● **Exercise details**: Reproduce the items below in full, substituting "all instances" for every occurrence of "every instance" and leaving all other text unchanged.

= = = = = = =

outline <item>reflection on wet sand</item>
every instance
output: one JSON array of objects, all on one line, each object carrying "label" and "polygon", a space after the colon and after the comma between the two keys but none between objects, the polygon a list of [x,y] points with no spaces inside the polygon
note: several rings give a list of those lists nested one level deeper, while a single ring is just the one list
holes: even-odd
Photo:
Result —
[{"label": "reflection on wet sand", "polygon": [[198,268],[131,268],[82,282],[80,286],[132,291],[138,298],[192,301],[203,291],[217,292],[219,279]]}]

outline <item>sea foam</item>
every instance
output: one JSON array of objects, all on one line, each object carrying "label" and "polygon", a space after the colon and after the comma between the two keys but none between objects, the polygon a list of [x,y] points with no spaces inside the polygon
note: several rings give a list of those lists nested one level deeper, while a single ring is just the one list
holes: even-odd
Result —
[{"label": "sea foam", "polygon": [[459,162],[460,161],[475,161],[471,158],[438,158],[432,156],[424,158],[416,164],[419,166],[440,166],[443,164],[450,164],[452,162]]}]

= = = = = = =

● **Correct result**:
outline <item>reflection on wet sand</item>
all instances
output: one JSON array of objects, all on one line, each object carrying "label" and "polygon", a space after the colon and after the comma between the two keys but none between objects, the polygon a list of [x,y] points with no spaces inside the polygon
note: several rings give a list of those lists nested one level deeper, while a single ring is just the one list
holes: even-odd
Photo:
Result —
[{"label": "reflection on wet sand", "polygon": [[198,268],[131,268],[82,282],[80,286],[132,291],[138,298],[192,301],[203,291],[217,292],[219,279]]}]

outline <item>sea foam</item>
all instances
output: one JSON array of objects, all on one line, each object carrying "label" and "polygon", a space after the colon and after the comma between the two keys but none between objects, the polygon a list of [x,y] points with no spaces inside the polygon
note: several rings give a list of those lists nested one level deeper, while a single ring is just the one list
holes: even-odd
Result —
[{"label": "sea foam", "polygon": [[459,162],[460,161],[475,161],[471,158],[438,158],[432,156],[424,158],[416,164],[419,166],[440,166],[443,164],[450,164],[452,162]]}]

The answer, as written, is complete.